§ **Task prompt**:
Every entry below has to appear again in your reply, word for word, but no picture may.
Input data section start
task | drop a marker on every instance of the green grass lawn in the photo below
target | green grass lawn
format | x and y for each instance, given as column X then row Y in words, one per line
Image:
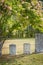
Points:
column 34, row 59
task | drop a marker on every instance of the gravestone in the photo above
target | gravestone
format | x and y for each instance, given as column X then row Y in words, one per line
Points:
column 39, row 43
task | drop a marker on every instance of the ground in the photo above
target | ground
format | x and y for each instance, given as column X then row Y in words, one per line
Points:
column 33, row 59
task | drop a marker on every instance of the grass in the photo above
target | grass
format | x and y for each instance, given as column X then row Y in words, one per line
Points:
column 34, row 59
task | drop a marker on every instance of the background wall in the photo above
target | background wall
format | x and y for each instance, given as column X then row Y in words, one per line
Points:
column 19, row 45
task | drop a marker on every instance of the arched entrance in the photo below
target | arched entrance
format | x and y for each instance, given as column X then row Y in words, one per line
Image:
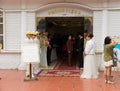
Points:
column 61, row 22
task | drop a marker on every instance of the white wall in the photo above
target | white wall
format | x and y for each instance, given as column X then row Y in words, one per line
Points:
column 11, row 56
column 12, row 31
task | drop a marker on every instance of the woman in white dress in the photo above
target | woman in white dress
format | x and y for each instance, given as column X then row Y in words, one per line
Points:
column 43, row 45
column 90, row 67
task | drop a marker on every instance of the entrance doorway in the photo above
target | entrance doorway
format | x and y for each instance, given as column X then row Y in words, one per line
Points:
column 61, row 27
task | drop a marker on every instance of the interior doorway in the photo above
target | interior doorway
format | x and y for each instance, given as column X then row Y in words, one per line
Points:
column 61, row 27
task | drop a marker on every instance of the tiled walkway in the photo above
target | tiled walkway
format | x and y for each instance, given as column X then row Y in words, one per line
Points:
column 13, row 80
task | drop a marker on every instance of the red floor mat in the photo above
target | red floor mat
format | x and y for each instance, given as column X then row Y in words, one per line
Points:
column 64, row 65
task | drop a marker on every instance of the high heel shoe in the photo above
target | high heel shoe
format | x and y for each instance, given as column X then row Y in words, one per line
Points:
column 106, row 81
column 110, row 82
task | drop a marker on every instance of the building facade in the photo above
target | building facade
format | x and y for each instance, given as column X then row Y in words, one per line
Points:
column 15, row 23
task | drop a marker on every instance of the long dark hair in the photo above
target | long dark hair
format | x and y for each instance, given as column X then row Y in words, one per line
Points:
column 107, row 40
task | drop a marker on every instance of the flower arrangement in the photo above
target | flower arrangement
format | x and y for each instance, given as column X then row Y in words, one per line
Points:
column 43, row 40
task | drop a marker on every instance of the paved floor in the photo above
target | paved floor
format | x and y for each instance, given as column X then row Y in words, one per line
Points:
column 13, row 80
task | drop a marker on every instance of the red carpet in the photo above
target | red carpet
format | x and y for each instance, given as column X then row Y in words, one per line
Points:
column 64, row 65
column 61, row 69
column 59, row 73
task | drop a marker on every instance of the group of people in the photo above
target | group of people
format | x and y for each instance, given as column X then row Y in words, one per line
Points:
column 90, row 69
column 86, row 54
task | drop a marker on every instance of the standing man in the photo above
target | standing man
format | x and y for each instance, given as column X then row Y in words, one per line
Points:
column 80, row 48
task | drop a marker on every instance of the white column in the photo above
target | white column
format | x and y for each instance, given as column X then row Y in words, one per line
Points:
column 104, row 33
column 23, row 36
column 23, row 26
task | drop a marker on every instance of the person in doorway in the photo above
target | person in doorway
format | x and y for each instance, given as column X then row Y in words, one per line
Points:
column 35, row 38
column 80, row 49
column 32, row 38
column 49, row 49
column 109, row 44
column 69, row 49
column 43, row 45
column 90, row 68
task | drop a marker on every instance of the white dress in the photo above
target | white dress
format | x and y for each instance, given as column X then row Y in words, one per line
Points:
column 90, row 67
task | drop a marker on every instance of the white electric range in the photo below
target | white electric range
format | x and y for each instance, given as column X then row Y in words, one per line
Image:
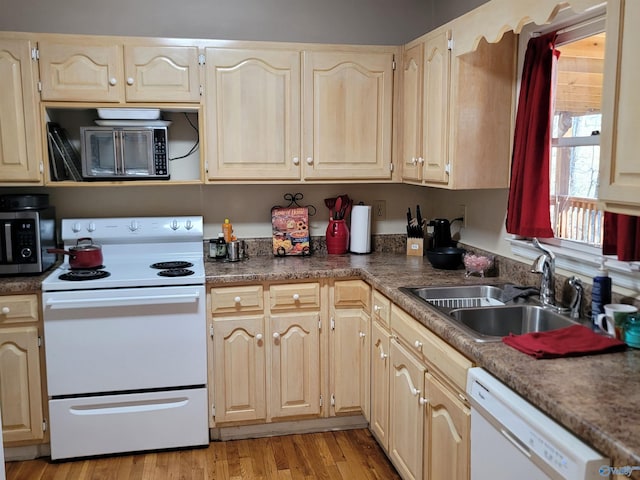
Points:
Input data section end
§ **Answer box**:
task | drop a marker on every instance of the green grass lawn in the photo below
target | green grass lawn
format | x and y for each instance, given as column X then row Y in words, one per line
Image:
Points:
column 34, row 59
task | drop a marker on every instance of the gravestone in the photo above
target | gravestone
format | x and y for each instance, given as column X then row Y in words, one per line
Points:
column 39, row 43
task | drop a marker on every instance of the ground in the photo above
target | ground
format | x and y for each instance, given as column X then row Y in words, one per line
Points:
column 33, row 59
task | drop a marker on every instance of the grass in the photo above
target | grass
format | x and y for each instance, given as column X then row Y in words, one per line
Points:
column 34, row 59
task | drop a marker on every instance of the background wall in the photo above
target | background wall
format | x and y for each instance, given as column X then row Y in words, one per line
Points:
column 19, row 45
task | drop a marker on every instance of the arched entrance in the photo below
target | arched entrance
format | x and y for each instance, given as column X then row Y in words, one per line
Image:
Points:
column 61, row 22
task | drop a marker on every instance of the white wall in the photo above
target | white wall
format | x and y for each instance, given as column X then row Y in words, one per line
Points:
column 11, row 56
column 12, row 31
task | drop a marker on every instance of the woman in white dress in the photo above
target | woman in white dress
format | x and y for each instance, given as column X then row Y in words, one per line
Points:
column 43, row 45
column 90, row 67
task | drop a marker on every instance of the entrance doorway in the photo above
target | entrance doorway
format | x and y for each instance, given as column X then row Y in words, one per line
Points:
column 61, row 27
task | drop a marker on every instance of the interior doorway in the photo above
target | interior doorway
format | x and y for each instance, given as column X then row Y in words, one per line
Points:
column 61, row 27
task | drop a marker on every instance of the tiled walkway in the photo above
target | tiled walkway
format | x and y for each instance, given as column X then row Y in words, one per line
Points:
column 13, row 80
task | drop a marker on every instance of the red floor mat in the photo above
target | red floor mat
format | x and y for each instance, given as column X then row Y in words, one per line
Points:
column 64, row 65
task | drop a marker on every instance of the high heel shoe in the photo above
target | high heel shoe
format | x and y for each instance, given as column X then row Y in words, one per line
Points:
column 106, row 81
column 110, row 82
task | drop a marker on every instance of the building facade in the photo above
target | building facade
format | x and y for each instance, given as column X then row Y in words, one per line
Points:
column 15, row 23
task | drop a marker on every instance of the long dark hair in the photo above
target | long dark hair
format | x and y for each instance, given as column X then row Y in words, one per line
Points:
column 107, row 40
task | drop a marker on every instance of the flower arrangement in the photo above
target | flower arrangement
format | x and y for each instance, given as column X then row Y in words, one per line
Points:
column 43, row 40
task | drop a marker on every instance of the paved floor in the photo above
target | paved floor
format | x and y for each instance, given as column X then row Y in words, one per line
Points:
column 13, row 80
task | drop a marker on every instance of the red carpet in the photo above
target | red carpet
format | x and y for each instance, given as column X then row Y in words, one per line
Points:
column 64, row 65
column 61, row 69
column 59, row 73
task | drop a marker on every instance of the group of people in the photo above
target | group of people
format | x and y for each instance, given as column X then row Y in words, one per line
Points:
column 90, row 69
column 86, row 54
task | drop a marker on every instance of the standing man in the photo above
target | standing man
format | x and y for each instance, given as column X then row Y in words, one per line
Points:
column 80, row 48
task | drop a marker on every instance of the white column in the photo above
target | white column
format | x and y for each instance, given as column X then row Y in words, one per line
Points:
column 104, row 33
column 23, row 36
column 23, row 26
task | drop a marker on every instance of the person in doorway in the photo above
target | person in doorway
format | x and y for each instance, given as column X then row Y in words, one per line
Points:
column 35, row 38
column 80, row 49
column 32, row 38
column 49, row 49
column 109, row 44
column 69, row 49
column 43, row 45
column 90, row 68
task | drop a marker on every instance of the white dress in the photo above
target | white dress
format | x and y for each instance, given as column X then row Y in words, one per line
Points:
column 90, row 67
task | drop a marker on every instance of the white electric range in the photo below
target | white electric range
format | x and y for each instance, given as column X then row Y in words, one per line
Image:
Points:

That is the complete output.